▶ _ÉNONCÉ 1_
Indiquez combien de lignes des entrées contiennent le mot « tall ». Donnez seulement ce nombre.

▶ _TEXTE D'APPUI_
Par Yves Morel
Les partis ne sont que des instruments de pouvoir, de conquête ou de conservation. Macron a dû constituer le sien, fait de bric et de broc… La gauche n’arrive pas à se reconstituer. Les Républicains peuvent-ils y arriver avant les prochaines échéances ? Mais que veulent-ils ? Du rififi, pourquoi ?
Tempête à la tête de Les Républicains. Laurent Wauquiez, le président, vient de destituer la vice-présidente, Virginie Calmels, qui contestait sa ligne. Ce genre de prise de bec ne doit pas surprendre en un parti dépourvu d’unité et tiré à hue et à dia par ses ténors du moment.
Sarko-fillonistes et juppéistes
Les Républicains n’ont toujours pas comblé le fossé qui sépare, chez eux, les juppéistes et centristes de l’amalgame des sarkozystes et autres fillonistes. Les dévots de l’ancien président de la République et ceux du candidat torpillé de la présidentielle de 2017 se sont unis pour imposer Laurent Wauquiez, le quadra qui les représente. Mais les autres n’ont pas désarmé.

▶ _ÉNONCÉ 2_
Dans le texte sur Les Républicains, qui Laurent Wauquiez vient-il de destituer ?

▶ _ENTRÉES À TRAITER_
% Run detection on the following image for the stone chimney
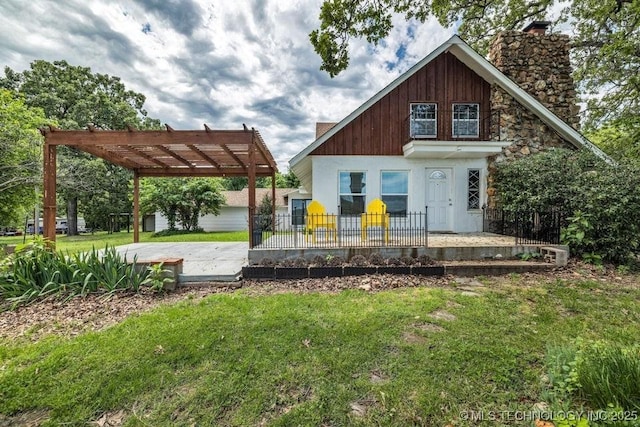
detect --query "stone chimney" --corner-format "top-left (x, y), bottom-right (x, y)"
top-left (487, 21), bottom-right (580, 206)
top-left (316, 122), bottom-right (337, 139)
top-left (489, 21), bottom-right (580, 129)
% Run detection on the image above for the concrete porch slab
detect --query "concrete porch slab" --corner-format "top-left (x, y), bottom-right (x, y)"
top-left (116, 242), bottom-right (249, 283)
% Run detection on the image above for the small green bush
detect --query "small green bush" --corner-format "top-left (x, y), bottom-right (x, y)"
top-left (0, 239), bottom-right (149, 307)
top-left (547, 340), bottom-right (640, 418)
top-left (495, 149), bottom-right (640, 264)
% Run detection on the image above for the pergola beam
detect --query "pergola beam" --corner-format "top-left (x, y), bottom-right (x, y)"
top-left (47, 130), bottom-right (258, 146)
top-left (123, 145), bottom-right (170, 168)
top-left (156, 145), bottom-right (194, 168)
top-left (41, 124), bottom-right (278, 244)
top-left (187, 145), bottom-right (220, 170)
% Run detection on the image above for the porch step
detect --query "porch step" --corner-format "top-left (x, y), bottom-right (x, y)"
top-left (540, 246), bottom-right (569, 267)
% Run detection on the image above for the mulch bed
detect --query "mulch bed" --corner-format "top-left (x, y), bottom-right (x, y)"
top-left (0, 263), bottom-right (639, 341)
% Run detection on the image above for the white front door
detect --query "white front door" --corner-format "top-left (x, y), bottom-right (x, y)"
top-left (427, 168), bottom-right (453, 231)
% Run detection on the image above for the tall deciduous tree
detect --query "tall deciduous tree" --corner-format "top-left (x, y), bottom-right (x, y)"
top-left (310, 0), bottom-right (640, 128)
top-left (0, 60), bottom-right (160, 234)
top-left (140, 178), bottom-right (225, 231)
top-left (0, 89), bottom-right (46, 225)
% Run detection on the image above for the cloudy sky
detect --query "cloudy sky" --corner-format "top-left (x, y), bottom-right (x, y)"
top-left (0, 0), bottom-right (452, 171)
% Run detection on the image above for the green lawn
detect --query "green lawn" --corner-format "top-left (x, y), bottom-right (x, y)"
top-left (0, 275), bottom-right (640, 426)
top-left (0, 231), bottom-right (249, 253)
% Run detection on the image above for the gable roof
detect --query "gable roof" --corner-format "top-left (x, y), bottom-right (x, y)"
top-left (289, 35), bottom-right (610, 179)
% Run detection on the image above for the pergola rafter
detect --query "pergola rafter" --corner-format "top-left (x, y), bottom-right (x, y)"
top-left (41, 124), bottom-right (278, 247)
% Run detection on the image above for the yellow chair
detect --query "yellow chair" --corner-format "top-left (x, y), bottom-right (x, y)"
top-left (305, 200), bottom-right (338, 243)
top-left (361, 199), bottom-right (390, 243)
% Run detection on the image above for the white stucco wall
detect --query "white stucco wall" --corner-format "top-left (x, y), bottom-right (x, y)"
top-left (156, 206), bottom-right (287, 231)
top-left (311, 156), bottom-right (487, 233)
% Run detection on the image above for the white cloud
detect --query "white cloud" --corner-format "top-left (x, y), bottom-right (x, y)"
top-left (0, 0), bottom-right (451, 169)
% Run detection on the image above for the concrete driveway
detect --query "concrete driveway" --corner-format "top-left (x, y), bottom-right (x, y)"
top-left (116, 242), bottom-right (249, 283)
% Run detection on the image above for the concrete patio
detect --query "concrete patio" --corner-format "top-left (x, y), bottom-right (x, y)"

▶ _CORRIGÉ 1_
2

▶ _CORRIGÉ 2_
La vice-présidente, Virginie Calmels.